#### [Your goal]
Transcribe every entry word for word, but drop the pictures.

#### [Input material]

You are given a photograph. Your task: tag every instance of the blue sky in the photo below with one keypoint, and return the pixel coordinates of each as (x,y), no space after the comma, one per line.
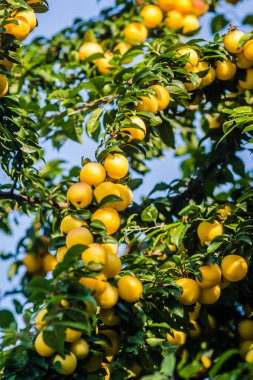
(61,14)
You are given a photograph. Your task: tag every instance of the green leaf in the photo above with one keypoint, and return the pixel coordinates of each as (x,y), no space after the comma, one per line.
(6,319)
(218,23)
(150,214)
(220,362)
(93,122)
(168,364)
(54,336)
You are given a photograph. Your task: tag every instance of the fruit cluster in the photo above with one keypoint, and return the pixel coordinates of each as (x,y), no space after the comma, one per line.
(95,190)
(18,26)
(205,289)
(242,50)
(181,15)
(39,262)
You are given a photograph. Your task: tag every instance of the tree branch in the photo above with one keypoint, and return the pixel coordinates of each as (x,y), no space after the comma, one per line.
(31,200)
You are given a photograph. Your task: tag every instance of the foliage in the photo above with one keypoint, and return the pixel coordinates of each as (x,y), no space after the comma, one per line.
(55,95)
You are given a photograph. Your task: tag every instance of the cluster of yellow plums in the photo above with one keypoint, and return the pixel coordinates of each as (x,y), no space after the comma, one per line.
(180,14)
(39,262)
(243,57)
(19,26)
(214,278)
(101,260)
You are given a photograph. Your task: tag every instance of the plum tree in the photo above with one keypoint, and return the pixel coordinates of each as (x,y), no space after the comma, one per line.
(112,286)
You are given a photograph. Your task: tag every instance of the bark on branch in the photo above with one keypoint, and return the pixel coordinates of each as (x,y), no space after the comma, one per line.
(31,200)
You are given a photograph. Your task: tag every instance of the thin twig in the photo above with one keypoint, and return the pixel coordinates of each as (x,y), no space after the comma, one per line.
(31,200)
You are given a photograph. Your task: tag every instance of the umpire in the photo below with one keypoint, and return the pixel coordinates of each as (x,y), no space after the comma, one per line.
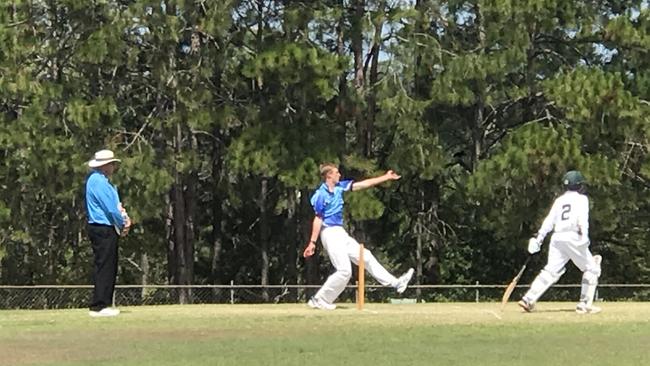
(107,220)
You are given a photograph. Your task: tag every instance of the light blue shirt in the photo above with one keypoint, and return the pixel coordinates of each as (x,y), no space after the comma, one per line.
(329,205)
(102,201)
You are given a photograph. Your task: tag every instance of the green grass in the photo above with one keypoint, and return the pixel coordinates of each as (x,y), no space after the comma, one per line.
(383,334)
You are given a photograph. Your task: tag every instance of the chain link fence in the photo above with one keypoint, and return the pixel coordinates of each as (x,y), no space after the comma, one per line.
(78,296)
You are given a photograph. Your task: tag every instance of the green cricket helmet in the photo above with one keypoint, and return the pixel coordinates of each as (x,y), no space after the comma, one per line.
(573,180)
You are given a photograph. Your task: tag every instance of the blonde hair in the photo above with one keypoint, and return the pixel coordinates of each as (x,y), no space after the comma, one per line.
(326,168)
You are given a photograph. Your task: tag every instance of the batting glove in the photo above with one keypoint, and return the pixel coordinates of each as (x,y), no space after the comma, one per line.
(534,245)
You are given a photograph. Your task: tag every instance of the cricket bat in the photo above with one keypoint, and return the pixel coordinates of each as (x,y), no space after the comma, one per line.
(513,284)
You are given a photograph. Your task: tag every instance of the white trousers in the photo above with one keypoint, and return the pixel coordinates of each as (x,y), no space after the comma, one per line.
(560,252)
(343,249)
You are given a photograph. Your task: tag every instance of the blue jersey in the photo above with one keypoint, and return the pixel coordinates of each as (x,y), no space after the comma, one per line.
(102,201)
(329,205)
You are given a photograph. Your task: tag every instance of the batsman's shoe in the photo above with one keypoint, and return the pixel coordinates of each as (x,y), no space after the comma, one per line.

#### [Written answer]
You are given a photograph. Your task: tag every instance of the blue sky in the photo below with one keypoint, and return the pixel coordinates of each as (x,y), no space after the comma, one per line.
(61,14)
You are given a photograph. Your task: tag every instance of the green leaf in the photo above with one keypoint, and return the pixel coordinates of each as (x,y), no space after the comma, one per line.
(6,319)
(218,23)
(150,214)
(220,362)
(93,122)
(168,364)
(54,336)
You are given a photograph. Your task: tag every instance of the fruit cluster in the photo above with one keypoint, and return the pixel coordinates of each as (x,y), no space after the comma, one per line.
(95,190)
(18,26)
(205,289)
(242,50)
(181,15)
(39,262)
You are given a photograph. Your task: tag every instance of the tree branch in the photo above with one keypoint, and return the pixel coordinates of each as (x,y), no space after the comma, one per line.
(31,200)
You are given a photograph. Your task: tag every instance of the foliage in the photo above with one keypoint, and return the pixel coordinates of each as (x,y), no space after the comma, one per line.
(55,95)
You are given a photograph. Your task: tag every instance of the cluster of yellow plums in the photo above with one keypoint, and return the pixel coordinates of each as (x,y), no space after the comma, one per line.
(180,14)
(39,262)
(243,57)
(19,26)
(214,278)
(101,260)
You are given a photograph. Your task: tag every instance of the plum tree in the photo above with one keypoint, and return the pixel coordinates of each as (x,y), no space after the comma, one per line.
(112,286)
You are given a photograph. Your task: tag every instance of the bark on branch in the photo above with one keypoint, and return the pixel coordinates of each as (x,y), no space after the comma, one per line.
(31,200)
You are given a photograph. Your task: tag every instance of the thin twig in the photo above with one keypoint, and return the pixel coordinates of each as (x,y), no space after the comma, one per line.
(31,200)
You are given a photograph. Your task: tag every instance of the umpire in the photo below with one keypoint, and return the pixel coordinates of each as (x,y), no space after the comma, one per line.
(107,220)
You are given a photograph. Your task: tag every instance of the light blue shirt in the photo above with one keypoint, and return the pixel coordinates of each as (x,y), no space after the comma, one per line.
(329,205)
(102,201)
You are given a photograph. Your task: tag every instance of the green grass in the photo above with one keypoint, and return the pixel coordinates of each as (x,y), no space after the comma, one per line.
(383,334)
You are given a photograph. Your task: tag every instance of the chain link fence in the photo above with one keypoint, and return the pixel coordinates of each as (x,y), no space after the comma, one per line.
(78,296)
You are given a photograph. Your task: tag every instance of the green cricket helmet in the photo above with one keypoint, and return the pixel coordinates of each as (x,y), no space after the comma, one per line.
(573,180)
You are given a photograph. Your task: tag every instance of the blonde hair in the photo above with one keypoint, and return the pixel coordinates of each as (x,y), no space after the comma, one per line.
(326,168)
You are given a photograph. Your task: tag every instance of the batting glove in the photo above with one keypoint, and return the pixel coordinates of each as (x,y), no space after the comma, one per line.
(534,245)
You are given a photograph. Your task: tag every instance of the cricket bat in the photo above with one keypoint, and return the pixel coordinates of each as (x,y), no space after the comma, one per line.
(513,284)
You are given a photograph. Your task: tag every instance of the white trousers in the photo above with one keypoint, and return the pixel coordinates of each as (x,y), no space after the comma, one per line.
(560,252)
(343,249)
You are given a photograph. Your task: tag every instance of the blue jersey in the photo above with one keypoint, and return the pixel coordinates of each as (x,y), no space after the comma, one per line.
(102,201)
(329,205)
You are given a photograph. Your task: tag every instance of the batsman's shoe in the photo above with one keypoint, and return the pixel coordinates of each as (x,y), no space after the comma, one per line.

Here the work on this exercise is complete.